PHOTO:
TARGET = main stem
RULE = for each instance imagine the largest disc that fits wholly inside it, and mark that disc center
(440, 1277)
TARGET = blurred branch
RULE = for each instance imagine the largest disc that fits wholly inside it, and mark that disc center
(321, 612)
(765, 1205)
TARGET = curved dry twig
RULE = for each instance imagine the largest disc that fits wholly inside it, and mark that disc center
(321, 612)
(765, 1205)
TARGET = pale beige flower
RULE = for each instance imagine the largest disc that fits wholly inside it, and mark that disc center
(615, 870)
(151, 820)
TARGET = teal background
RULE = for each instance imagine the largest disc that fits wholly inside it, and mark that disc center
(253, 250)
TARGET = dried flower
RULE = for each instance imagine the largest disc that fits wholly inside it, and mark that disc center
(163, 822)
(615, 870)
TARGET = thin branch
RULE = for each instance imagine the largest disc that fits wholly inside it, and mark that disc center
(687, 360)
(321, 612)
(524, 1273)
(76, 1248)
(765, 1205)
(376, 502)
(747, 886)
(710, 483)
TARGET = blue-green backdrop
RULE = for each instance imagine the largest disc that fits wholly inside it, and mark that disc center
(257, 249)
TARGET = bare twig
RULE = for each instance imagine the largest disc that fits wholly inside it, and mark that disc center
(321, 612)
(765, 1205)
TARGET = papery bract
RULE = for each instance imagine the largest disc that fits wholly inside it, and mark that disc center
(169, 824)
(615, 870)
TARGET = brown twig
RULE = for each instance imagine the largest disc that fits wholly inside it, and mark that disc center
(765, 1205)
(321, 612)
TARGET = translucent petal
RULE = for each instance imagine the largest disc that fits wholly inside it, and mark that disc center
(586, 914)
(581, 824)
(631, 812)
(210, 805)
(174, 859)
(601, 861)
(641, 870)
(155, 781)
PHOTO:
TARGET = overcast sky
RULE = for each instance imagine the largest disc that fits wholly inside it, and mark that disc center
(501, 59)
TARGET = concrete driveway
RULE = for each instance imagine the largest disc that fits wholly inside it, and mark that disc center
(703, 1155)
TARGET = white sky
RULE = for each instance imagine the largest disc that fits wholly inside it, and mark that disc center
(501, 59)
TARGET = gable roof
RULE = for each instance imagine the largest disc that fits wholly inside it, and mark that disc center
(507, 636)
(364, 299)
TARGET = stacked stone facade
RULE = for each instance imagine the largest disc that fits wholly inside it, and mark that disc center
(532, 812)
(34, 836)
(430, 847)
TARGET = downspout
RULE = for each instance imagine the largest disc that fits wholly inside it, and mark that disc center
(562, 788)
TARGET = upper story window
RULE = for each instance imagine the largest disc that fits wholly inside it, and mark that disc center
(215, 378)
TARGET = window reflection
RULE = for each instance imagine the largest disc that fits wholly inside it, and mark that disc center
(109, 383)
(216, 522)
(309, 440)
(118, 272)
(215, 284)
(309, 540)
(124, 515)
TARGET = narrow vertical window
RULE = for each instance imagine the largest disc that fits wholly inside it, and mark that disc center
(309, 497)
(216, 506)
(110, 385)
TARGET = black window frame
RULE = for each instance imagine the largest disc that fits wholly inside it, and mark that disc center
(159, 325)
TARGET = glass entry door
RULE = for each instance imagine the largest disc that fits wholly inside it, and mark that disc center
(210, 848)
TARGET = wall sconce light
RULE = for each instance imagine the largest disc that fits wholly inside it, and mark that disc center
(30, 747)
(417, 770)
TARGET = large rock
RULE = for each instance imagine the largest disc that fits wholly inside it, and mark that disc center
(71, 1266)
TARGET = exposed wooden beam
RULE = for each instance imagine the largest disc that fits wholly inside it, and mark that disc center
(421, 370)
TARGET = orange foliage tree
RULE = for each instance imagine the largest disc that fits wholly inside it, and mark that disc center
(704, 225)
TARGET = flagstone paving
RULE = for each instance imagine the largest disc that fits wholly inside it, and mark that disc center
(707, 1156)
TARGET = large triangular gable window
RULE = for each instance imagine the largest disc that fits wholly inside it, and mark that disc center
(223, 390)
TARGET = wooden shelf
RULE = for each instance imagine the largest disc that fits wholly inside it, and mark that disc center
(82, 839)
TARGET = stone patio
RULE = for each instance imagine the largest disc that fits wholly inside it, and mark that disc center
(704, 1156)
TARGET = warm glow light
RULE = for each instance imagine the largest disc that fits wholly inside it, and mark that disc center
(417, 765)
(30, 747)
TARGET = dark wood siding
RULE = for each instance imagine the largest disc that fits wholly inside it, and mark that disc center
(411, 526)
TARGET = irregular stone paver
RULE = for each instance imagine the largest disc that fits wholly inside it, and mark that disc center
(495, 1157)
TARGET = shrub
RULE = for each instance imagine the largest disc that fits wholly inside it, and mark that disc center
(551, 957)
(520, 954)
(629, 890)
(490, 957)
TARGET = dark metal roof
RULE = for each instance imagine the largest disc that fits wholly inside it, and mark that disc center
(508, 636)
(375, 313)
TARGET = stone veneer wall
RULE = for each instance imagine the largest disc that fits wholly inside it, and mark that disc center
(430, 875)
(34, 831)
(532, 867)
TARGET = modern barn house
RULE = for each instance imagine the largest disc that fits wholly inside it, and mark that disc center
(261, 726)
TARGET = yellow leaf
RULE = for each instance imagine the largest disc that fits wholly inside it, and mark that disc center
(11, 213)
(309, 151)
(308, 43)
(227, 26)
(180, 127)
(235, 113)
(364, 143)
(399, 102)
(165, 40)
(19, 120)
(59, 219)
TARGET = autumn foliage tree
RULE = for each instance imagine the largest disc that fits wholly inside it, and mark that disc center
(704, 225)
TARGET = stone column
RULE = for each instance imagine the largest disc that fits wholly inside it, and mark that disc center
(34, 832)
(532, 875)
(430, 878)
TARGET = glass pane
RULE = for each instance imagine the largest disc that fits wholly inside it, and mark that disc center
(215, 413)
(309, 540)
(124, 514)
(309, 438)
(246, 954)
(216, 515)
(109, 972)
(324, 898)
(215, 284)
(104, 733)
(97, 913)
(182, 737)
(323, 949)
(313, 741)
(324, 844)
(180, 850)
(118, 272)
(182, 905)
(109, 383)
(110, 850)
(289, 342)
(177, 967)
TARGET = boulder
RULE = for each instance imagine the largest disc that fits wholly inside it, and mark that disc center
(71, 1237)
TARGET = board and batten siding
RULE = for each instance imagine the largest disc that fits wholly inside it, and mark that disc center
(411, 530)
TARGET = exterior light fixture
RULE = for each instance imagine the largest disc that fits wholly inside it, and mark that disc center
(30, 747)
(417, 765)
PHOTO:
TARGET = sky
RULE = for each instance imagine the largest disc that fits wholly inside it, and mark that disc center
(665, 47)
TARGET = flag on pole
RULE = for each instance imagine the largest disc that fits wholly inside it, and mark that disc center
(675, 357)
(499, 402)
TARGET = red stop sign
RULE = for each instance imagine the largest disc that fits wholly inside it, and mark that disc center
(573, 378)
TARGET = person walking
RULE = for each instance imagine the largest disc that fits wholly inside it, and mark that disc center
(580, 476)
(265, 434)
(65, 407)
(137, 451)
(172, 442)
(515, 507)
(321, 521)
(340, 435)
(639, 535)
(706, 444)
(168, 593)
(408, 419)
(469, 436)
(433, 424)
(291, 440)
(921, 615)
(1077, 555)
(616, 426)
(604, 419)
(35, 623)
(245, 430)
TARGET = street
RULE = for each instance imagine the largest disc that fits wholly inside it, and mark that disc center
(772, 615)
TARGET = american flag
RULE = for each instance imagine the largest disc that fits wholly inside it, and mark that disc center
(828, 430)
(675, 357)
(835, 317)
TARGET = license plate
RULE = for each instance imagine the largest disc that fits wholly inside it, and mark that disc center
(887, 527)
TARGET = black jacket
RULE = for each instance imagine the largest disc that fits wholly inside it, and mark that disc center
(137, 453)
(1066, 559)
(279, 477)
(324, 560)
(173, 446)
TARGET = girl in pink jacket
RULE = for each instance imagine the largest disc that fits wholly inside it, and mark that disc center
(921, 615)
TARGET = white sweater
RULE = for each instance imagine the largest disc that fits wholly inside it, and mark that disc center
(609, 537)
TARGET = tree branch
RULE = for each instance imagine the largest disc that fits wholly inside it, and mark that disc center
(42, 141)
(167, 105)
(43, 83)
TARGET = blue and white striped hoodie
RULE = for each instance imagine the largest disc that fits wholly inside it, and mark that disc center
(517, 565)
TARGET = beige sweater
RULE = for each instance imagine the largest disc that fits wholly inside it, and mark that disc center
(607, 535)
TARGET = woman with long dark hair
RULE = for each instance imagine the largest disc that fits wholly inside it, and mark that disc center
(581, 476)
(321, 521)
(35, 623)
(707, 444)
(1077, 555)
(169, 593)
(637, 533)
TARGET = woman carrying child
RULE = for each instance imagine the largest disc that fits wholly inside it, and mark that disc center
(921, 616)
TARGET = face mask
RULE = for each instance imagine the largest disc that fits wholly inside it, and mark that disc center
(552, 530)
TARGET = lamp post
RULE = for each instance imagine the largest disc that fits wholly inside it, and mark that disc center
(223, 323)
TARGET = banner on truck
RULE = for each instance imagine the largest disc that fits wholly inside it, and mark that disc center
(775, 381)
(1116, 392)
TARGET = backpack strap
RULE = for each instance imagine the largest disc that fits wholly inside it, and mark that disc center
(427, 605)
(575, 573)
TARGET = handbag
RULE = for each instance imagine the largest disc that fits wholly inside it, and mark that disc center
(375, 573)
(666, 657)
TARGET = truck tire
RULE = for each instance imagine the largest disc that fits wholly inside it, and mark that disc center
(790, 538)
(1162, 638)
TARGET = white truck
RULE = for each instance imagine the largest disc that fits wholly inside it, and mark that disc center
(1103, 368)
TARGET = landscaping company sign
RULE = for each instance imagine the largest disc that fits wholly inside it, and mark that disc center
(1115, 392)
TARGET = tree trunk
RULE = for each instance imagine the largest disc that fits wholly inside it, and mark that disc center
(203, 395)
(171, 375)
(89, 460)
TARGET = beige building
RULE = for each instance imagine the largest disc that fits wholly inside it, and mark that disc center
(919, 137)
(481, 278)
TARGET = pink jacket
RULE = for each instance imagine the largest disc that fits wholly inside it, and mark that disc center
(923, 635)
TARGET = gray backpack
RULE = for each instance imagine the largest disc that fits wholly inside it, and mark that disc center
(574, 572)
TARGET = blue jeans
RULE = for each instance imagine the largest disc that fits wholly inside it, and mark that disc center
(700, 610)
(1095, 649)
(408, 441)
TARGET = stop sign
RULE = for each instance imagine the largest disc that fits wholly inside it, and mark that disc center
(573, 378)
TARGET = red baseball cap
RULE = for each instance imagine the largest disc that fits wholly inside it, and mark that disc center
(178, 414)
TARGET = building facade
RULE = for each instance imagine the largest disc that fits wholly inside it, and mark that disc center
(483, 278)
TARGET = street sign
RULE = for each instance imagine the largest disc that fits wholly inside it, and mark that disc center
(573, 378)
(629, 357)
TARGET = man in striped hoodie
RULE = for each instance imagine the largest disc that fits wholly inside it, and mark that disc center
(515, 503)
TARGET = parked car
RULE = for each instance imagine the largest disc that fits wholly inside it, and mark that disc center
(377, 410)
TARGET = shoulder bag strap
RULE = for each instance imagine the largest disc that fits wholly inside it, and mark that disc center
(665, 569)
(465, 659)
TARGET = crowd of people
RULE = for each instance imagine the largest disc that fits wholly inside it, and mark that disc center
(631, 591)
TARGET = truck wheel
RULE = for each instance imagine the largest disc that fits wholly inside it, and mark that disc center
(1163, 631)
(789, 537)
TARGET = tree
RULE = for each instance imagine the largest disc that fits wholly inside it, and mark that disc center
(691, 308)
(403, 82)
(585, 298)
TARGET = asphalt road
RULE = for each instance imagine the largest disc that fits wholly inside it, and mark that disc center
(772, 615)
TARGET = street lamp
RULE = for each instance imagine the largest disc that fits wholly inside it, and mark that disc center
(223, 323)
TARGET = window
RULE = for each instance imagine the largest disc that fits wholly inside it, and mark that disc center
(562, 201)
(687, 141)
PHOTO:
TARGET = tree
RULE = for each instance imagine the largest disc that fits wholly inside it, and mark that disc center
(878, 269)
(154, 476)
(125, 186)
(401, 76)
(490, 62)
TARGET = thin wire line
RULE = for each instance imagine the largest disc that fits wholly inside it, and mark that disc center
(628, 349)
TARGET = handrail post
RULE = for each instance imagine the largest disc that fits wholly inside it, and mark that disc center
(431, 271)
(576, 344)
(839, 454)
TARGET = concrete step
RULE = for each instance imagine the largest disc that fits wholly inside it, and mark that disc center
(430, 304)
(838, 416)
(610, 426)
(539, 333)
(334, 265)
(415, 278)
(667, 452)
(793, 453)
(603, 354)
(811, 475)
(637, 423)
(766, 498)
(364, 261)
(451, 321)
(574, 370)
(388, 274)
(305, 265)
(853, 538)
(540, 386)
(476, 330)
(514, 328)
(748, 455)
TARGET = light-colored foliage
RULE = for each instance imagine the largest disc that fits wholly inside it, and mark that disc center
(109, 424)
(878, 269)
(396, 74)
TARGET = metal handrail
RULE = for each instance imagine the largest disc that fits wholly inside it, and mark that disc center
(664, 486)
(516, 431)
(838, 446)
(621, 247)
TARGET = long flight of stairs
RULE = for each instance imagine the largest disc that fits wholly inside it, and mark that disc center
________
• _Action item_
In the records above, locate the lines holding the word "metal". Copy each of them.

• _Solved problem_
TARGET = dark metal roof
TARGET = metal handrail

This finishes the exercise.